### WRITTEN TASK
Could you copy every one of the records below word for word?

### INFORMATION GIVEN
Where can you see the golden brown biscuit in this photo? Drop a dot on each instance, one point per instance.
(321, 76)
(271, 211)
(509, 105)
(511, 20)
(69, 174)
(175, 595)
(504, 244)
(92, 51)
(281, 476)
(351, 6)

### ANSWER TO THE TASK
Where can you see the golden brown biscuit in this photo? Drop a dot on each instance, one point per instance.
(321, 76)
(271, 211)
(509, 105)
(511, 20)
(69, 174)
(175, 595)
(504, 244)
(92, 51)
(281, 476)
(351, 6)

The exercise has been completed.